● **Task goal**
Write down exactly the lines from the one with "Objective — one point per instance of the potted" to the end of the data, first and last included, and no others.

=== Records provided ===

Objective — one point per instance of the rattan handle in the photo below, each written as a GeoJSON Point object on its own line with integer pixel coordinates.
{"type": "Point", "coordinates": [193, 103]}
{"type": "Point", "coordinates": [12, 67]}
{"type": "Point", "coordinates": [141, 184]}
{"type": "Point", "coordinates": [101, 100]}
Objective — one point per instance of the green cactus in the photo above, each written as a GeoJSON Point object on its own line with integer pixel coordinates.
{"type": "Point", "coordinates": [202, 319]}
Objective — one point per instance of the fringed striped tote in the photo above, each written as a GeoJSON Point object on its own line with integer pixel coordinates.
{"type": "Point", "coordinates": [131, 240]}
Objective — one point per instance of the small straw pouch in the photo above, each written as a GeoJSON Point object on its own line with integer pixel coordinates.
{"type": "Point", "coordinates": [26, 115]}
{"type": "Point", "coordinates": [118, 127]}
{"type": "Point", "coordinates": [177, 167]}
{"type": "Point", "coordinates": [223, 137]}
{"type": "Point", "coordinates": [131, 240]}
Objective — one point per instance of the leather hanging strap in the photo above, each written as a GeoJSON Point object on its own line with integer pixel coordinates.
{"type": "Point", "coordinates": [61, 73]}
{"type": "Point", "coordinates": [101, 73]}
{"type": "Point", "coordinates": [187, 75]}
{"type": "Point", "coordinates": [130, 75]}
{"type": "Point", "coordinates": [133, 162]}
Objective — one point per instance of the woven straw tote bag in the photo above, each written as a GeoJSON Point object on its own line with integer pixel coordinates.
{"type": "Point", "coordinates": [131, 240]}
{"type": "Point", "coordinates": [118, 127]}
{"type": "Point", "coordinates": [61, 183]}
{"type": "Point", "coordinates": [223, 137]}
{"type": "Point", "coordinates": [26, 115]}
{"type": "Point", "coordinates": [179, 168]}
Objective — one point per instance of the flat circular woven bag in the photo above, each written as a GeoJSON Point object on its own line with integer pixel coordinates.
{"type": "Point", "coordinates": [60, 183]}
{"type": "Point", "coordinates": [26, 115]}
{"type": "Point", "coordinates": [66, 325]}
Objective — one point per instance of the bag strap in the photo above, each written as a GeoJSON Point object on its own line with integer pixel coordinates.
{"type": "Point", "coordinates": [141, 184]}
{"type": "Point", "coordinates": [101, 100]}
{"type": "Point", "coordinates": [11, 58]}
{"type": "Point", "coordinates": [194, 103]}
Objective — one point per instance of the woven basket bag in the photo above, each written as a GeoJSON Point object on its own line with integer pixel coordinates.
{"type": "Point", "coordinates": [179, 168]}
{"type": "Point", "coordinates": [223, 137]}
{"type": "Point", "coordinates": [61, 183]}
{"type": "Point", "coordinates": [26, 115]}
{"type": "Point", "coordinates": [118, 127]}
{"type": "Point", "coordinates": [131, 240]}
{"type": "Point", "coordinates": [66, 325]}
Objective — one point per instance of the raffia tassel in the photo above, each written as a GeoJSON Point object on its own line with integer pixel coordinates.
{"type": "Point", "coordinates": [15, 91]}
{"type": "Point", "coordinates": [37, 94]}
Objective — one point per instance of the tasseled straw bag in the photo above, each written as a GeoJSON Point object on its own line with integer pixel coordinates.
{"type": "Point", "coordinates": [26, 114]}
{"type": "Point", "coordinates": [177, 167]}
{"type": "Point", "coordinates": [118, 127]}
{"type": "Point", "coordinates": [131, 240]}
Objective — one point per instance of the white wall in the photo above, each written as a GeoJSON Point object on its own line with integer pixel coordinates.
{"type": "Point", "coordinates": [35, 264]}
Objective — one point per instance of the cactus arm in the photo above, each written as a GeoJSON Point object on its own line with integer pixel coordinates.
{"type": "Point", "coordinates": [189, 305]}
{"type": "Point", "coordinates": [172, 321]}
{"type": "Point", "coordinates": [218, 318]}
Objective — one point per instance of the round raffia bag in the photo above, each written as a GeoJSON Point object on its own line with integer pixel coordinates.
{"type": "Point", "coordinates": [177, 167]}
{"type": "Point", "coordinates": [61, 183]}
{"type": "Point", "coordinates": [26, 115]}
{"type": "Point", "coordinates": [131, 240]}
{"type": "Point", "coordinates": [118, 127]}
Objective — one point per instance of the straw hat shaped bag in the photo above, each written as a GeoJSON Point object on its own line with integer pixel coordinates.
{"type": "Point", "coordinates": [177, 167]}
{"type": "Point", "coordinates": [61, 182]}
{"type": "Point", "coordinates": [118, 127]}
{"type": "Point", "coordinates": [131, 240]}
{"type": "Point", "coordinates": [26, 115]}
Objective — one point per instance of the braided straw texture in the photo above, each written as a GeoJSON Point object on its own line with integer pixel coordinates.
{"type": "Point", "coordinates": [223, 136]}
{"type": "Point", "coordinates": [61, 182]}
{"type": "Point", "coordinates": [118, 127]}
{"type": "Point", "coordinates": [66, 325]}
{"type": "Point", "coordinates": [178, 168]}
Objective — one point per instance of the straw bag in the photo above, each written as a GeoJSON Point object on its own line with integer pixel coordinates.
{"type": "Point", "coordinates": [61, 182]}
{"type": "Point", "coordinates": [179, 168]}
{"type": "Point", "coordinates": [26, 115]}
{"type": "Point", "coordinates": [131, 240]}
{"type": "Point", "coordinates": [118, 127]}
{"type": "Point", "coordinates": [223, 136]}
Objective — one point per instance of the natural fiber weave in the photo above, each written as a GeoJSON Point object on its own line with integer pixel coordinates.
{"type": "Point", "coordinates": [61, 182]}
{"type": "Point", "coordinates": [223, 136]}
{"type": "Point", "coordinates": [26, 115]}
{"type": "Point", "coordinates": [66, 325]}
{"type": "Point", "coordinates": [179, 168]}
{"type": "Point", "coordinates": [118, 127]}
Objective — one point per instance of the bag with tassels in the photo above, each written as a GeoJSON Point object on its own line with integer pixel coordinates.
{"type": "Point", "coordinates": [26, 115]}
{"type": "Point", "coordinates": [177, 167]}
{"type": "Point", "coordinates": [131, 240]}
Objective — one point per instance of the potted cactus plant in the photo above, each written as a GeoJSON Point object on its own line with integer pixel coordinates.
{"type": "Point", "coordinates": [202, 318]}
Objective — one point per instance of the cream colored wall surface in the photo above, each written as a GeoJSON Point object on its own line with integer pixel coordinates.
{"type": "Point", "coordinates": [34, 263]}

===

● **Written answer**
Objective — one point per instance of the potted cactus plant in the photo above, each written as a GeoJSON Point object on its own line with integer pixel coordinates.
{"type": "Point", "coordinates": [202, 318]}
Objective — one point per instance of the cream colored wall surface in the photo above, each written as a GeoJSON Point object on its own line with integer pixel coordinates.
{"type": "Point", "coordinates": [34, 263]}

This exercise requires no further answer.